SELECTED EXTRACT -
################

Conservatives and those radicalized by NewsMax media are being silenced from their activities of communication on the platforms they’d migrated to. No one likes feeling silenced or suppressed. I get that. I also understand that in any feelings of outrage, the boring legally-oriented facts don’t matter or redress them. I have my own experiences/versions of that, so I can empathize. (Or is the word sympathize? Dunno) 


Still, it seems relevant to point out: opening an account with any social-media platform requires explicit agreement--checking of a box--to abide by the site-management and ‘community normed rules.’ Facebook does this by putting posts in “Facebook jail” until a moderator can review ones with any complaint. Heather Cox Richardson spoke to this when one of her posts got sent to “Facebook jail,” she called it, with a smiling tone. “This will probably happen more in the days to come, as someone writes to Facebook to complain about something I’ve written.” Those that are factually accurate, have been community-norm checked, get returned to Facebook feeds. The one she wrote on January 8th disappeared, then reappeared, because of this process. Anyone participating on social-media sites has agreed to this communal structure, much looser on Parler than on Facebook and Twitter, but still written in the fine print.

################

AVAILABLE DATA -
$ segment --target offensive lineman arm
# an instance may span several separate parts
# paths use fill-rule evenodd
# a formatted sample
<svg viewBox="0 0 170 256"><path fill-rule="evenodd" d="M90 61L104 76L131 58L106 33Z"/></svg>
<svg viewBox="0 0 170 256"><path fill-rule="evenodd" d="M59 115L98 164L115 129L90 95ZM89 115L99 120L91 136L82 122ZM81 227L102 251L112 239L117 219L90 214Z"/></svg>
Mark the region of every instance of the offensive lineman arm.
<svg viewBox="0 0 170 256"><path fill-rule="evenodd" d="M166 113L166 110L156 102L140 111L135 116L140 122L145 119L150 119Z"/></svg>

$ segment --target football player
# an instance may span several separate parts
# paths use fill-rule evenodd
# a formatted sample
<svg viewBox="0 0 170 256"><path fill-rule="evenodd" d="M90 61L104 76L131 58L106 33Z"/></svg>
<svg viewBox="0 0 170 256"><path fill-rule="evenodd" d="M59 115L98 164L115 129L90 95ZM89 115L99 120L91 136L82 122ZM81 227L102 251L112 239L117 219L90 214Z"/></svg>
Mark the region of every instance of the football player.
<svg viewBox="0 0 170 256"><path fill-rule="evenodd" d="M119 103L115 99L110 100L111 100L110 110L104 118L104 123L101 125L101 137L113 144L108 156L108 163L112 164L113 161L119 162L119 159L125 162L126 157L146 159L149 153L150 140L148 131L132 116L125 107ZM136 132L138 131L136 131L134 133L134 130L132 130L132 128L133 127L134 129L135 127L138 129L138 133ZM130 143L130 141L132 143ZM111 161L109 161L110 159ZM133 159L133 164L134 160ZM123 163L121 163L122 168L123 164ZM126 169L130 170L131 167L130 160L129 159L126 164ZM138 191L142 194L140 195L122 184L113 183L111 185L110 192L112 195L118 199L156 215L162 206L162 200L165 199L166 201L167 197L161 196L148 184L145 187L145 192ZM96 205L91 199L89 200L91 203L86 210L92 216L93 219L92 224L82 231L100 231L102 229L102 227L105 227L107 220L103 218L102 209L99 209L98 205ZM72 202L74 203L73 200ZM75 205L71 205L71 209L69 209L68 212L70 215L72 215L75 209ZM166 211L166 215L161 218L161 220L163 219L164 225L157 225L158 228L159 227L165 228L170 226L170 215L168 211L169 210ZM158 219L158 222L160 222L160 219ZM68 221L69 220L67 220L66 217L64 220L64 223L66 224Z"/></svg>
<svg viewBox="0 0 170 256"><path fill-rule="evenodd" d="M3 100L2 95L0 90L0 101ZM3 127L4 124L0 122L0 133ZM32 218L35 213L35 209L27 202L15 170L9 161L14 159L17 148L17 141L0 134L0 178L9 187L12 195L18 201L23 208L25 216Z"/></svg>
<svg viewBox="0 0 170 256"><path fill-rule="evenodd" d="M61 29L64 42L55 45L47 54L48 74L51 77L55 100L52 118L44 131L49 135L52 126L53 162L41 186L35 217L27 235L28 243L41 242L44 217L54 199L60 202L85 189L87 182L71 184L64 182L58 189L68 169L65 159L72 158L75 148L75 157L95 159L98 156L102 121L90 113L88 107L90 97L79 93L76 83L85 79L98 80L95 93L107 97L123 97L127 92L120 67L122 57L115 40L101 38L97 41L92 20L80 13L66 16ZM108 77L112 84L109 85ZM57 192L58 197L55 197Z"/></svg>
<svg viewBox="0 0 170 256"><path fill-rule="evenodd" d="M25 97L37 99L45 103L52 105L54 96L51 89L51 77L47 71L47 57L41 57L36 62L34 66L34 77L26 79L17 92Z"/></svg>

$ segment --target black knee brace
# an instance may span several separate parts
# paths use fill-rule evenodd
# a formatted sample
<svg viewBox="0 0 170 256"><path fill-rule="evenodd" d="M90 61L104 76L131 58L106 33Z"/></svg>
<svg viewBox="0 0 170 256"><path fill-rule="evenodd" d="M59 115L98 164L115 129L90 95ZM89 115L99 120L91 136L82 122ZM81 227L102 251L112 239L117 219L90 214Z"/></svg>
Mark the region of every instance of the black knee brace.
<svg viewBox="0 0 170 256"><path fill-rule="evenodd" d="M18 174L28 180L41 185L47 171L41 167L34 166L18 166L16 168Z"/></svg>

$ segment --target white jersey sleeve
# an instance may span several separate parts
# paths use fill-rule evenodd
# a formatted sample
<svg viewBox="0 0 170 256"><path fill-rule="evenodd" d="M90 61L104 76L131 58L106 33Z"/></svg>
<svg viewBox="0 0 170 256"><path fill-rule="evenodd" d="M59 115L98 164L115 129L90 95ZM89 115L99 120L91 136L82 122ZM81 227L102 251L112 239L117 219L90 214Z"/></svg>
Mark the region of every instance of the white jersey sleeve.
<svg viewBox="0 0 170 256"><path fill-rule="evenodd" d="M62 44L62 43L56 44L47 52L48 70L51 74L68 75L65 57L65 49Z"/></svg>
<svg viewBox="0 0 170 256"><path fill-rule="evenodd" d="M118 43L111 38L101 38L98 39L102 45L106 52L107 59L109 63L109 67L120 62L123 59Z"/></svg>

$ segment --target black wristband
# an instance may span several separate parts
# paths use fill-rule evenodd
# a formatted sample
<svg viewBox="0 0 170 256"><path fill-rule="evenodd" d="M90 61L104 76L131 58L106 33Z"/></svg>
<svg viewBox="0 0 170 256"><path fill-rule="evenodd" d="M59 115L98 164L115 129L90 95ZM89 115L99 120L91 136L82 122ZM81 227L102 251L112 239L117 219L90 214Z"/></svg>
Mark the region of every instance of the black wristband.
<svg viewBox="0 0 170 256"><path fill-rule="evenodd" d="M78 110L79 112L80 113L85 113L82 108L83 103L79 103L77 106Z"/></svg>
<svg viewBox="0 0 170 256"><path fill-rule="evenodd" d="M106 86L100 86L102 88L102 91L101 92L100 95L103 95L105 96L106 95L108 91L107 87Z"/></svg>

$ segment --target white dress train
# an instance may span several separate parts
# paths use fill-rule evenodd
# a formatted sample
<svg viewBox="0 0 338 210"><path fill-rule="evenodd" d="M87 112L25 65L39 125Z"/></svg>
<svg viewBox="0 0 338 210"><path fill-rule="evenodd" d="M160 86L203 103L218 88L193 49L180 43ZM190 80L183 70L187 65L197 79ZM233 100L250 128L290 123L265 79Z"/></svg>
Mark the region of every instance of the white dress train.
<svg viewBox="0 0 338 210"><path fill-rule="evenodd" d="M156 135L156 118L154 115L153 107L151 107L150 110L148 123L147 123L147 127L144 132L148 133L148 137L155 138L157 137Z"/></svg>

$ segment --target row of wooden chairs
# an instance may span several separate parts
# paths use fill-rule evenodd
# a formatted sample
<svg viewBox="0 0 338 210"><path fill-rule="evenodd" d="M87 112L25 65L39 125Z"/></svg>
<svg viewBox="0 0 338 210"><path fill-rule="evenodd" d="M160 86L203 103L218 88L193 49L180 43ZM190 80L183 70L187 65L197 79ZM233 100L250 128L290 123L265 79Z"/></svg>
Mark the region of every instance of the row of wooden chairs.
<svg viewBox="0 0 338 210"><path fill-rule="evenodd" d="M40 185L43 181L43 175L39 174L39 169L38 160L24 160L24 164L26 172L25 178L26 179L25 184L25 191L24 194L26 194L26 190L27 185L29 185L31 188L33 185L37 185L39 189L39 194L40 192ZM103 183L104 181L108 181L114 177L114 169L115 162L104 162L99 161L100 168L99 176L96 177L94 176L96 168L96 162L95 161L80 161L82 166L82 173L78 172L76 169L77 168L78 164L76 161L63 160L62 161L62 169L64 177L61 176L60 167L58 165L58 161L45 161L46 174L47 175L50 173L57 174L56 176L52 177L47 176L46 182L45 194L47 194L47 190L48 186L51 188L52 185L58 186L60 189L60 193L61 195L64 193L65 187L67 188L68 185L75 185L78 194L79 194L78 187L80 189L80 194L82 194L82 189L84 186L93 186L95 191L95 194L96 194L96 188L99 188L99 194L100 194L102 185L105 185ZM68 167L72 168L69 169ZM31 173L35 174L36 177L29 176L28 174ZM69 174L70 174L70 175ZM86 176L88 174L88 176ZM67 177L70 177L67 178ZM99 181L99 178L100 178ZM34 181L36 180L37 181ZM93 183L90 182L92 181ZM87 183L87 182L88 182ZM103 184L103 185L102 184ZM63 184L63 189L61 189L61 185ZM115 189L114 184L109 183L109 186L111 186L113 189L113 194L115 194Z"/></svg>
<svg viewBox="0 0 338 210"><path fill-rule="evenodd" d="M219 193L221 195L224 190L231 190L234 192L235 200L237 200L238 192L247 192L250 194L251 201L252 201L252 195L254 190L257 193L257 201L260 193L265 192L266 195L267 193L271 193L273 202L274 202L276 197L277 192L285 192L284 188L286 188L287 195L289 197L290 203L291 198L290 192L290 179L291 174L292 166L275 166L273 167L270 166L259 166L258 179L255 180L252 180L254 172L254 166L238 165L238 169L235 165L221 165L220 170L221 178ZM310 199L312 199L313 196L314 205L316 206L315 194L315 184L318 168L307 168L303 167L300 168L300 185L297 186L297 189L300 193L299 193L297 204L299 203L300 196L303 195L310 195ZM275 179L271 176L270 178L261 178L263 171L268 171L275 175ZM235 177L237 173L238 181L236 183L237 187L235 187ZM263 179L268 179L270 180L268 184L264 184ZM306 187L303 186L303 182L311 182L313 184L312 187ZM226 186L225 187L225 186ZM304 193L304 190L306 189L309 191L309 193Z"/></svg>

################

WHAT IS REQUIRED -
Reproduce the passage about social-media rules between "Conservatives and those" and "word sympathize? Dunno)", inclusive, replacing "outrage" with "anger". The listing has no connection to the passage about social-media rules.

TASK SOLUTION -
Conservatives and those radicalized by NewsMax media are being silenced from their activities of communication on the platforms they’d migrated to. No one likes feeling silenced or suppressed. I get that. I also understand that in any feelings of anger, the boring legally-oriented facts don’t matter or redress them. I have my own experiences/versions of that, so I can empathize. (Or is the word sympathize? Dunno)